=== Given information ===

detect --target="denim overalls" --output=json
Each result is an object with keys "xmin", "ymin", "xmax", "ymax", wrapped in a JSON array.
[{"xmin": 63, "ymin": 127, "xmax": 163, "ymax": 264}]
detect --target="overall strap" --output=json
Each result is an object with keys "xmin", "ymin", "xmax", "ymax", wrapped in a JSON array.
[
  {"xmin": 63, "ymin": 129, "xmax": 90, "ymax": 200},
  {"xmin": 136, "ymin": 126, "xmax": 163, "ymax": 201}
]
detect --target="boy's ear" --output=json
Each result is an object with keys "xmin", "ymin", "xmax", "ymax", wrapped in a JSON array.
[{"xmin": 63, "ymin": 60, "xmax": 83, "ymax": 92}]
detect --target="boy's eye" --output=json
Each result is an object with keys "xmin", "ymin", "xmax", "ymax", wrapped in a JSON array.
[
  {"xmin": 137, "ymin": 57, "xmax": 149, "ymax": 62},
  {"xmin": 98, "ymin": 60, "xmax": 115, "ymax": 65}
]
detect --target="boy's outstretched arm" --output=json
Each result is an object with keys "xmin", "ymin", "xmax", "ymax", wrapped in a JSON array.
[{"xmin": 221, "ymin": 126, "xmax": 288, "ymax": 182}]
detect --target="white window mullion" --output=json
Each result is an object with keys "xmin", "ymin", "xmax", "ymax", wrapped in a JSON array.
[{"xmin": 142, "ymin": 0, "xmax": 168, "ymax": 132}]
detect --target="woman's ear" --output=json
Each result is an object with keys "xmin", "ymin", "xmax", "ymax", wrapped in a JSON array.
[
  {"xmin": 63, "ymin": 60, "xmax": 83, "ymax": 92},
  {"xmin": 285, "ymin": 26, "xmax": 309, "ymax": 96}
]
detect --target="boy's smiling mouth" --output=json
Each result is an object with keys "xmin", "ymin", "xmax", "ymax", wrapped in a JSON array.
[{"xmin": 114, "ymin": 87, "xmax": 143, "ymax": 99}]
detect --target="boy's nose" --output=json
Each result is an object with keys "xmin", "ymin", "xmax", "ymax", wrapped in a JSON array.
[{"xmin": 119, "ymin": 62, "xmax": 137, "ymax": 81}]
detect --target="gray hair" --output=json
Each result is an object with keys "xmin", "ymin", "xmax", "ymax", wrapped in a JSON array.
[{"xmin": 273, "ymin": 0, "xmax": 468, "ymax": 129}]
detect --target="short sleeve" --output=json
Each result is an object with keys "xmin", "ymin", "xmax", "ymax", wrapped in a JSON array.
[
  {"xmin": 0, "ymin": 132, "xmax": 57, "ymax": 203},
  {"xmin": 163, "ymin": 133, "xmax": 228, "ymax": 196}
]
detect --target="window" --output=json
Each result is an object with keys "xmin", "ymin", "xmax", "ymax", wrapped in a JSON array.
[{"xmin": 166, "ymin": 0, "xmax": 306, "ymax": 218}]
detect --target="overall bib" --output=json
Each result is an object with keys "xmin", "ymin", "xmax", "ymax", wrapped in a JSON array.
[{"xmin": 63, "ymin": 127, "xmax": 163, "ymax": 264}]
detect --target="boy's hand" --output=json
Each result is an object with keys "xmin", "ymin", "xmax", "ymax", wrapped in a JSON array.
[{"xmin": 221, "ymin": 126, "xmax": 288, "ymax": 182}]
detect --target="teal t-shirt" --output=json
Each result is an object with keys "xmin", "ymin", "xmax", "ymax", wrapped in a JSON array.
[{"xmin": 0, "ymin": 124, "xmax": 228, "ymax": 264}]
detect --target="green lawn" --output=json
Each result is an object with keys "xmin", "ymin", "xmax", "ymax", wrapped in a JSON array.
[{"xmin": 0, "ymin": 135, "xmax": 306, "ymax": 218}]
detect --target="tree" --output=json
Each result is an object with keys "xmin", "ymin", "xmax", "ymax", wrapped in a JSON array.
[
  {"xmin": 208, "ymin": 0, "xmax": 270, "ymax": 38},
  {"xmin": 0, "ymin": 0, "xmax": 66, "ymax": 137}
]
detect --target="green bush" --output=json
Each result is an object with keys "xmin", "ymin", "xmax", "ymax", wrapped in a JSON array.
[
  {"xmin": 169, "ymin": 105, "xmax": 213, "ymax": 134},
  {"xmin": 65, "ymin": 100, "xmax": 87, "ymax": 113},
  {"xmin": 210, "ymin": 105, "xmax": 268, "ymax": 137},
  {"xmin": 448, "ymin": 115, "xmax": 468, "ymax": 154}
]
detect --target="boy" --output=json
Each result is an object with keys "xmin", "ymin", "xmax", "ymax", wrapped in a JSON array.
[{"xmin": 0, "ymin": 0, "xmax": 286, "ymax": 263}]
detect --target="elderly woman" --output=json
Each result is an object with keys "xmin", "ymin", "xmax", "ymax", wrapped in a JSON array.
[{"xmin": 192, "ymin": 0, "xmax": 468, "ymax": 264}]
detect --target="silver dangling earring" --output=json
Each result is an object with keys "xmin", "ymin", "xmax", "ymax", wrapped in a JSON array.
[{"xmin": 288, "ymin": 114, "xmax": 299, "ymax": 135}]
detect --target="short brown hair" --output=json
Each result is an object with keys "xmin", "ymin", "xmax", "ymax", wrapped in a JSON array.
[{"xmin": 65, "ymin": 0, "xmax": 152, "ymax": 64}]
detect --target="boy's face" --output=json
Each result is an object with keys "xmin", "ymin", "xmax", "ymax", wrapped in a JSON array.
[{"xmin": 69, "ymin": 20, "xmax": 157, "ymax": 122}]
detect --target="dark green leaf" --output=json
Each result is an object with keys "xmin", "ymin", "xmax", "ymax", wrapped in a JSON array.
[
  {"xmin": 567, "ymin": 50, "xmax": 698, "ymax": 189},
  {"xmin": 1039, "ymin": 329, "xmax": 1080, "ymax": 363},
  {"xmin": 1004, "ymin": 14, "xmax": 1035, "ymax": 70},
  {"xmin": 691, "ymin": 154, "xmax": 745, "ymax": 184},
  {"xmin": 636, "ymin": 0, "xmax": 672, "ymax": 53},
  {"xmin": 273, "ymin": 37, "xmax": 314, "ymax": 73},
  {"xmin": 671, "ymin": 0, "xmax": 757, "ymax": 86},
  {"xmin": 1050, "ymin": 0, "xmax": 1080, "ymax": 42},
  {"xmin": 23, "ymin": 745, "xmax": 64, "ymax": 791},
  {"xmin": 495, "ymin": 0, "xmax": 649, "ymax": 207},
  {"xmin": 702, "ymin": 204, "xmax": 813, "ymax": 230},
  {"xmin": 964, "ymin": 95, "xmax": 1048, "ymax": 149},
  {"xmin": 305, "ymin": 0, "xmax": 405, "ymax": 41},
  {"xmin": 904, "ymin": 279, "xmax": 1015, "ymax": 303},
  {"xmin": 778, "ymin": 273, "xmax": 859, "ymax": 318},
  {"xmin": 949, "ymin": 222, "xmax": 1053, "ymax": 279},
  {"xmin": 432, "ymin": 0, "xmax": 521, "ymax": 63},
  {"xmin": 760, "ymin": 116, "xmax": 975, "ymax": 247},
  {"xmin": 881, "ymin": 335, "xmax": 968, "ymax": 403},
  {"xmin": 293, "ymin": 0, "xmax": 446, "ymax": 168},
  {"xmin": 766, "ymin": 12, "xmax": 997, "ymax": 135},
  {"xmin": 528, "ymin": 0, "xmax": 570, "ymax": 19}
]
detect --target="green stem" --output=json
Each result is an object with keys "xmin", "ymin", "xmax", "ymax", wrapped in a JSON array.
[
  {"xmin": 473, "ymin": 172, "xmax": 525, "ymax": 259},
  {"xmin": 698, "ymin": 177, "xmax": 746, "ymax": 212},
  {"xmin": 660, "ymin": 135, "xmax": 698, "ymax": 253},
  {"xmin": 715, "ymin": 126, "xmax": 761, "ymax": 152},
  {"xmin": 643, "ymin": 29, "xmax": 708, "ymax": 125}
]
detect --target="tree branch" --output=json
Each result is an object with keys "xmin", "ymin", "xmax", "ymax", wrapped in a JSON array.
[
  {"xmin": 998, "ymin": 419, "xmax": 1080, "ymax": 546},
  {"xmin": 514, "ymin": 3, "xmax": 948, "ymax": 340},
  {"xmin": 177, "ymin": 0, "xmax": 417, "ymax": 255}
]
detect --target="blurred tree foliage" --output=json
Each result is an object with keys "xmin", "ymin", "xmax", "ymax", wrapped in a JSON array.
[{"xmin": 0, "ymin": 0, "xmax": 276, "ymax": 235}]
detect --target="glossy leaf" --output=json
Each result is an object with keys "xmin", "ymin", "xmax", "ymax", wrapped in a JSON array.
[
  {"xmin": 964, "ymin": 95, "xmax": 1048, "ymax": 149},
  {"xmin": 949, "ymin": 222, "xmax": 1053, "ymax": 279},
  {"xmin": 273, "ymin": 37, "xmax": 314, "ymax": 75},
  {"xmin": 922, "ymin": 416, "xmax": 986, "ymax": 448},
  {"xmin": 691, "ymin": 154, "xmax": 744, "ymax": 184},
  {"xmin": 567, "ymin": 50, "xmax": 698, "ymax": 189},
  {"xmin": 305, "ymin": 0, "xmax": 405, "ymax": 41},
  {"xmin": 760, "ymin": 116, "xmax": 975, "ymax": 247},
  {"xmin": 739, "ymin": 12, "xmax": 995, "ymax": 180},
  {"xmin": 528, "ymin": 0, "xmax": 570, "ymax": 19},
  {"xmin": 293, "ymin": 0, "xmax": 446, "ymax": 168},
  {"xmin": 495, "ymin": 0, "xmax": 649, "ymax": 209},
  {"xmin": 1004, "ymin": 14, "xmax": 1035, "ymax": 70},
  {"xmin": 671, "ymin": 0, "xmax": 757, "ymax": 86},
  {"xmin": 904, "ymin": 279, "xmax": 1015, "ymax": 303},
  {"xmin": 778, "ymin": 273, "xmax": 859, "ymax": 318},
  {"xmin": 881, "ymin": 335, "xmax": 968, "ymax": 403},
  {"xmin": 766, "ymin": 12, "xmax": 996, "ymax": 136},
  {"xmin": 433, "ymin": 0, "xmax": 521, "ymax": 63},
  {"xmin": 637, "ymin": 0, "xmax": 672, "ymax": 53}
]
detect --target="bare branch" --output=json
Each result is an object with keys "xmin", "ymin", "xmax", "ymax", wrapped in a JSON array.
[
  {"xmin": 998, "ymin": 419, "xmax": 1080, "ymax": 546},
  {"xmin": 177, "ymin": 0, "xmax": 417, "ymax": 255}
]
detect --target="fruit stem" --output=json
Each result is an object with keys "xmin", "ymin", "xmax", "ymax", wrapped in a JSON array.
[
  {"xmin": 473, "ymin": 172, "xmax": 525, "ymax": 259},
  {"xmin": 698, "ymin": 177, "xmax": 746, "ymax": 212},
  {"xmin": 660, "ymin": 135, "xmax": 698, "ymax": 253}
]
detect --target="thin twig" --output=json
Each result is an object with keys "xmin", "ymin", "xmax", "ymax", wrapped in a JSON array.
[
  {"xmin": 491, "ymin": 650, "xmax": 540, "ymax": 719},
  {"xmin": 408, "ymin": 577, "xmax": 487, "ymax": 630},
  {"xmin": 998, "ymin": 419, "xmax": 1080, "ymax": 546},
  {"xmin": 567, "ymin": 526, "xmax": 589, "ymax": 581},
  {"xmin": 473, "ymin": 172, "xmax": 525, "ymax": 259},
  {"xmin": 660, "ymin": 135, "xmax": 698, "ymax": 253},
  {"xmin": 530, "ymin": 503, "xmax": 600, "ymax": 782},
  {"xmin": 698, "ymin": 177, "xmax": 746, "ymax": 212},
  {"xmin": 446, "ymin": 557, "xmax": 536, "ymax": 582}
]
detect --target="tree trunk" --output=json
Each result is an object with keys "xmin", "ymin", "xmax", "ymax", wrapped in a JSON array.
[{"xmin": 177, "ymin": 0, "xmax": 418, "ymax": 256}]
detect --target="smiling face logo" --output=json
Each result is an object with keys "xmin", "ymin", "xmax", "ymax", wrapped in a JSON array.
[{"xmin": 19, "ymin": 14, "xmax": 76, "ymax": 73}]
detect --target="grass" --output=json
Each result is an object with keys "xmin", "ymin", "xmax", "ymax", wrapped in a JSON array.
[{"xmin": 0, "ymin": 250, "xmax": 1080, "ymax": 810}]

===

▶ [Problem to solve]
Gather every line of the data above that contains the string "window", and reproduce each such line in full. The match is case-sensitive.

▶ [Full response]
detect --target="white window mullion" --output=json
detect --target="window" --output=json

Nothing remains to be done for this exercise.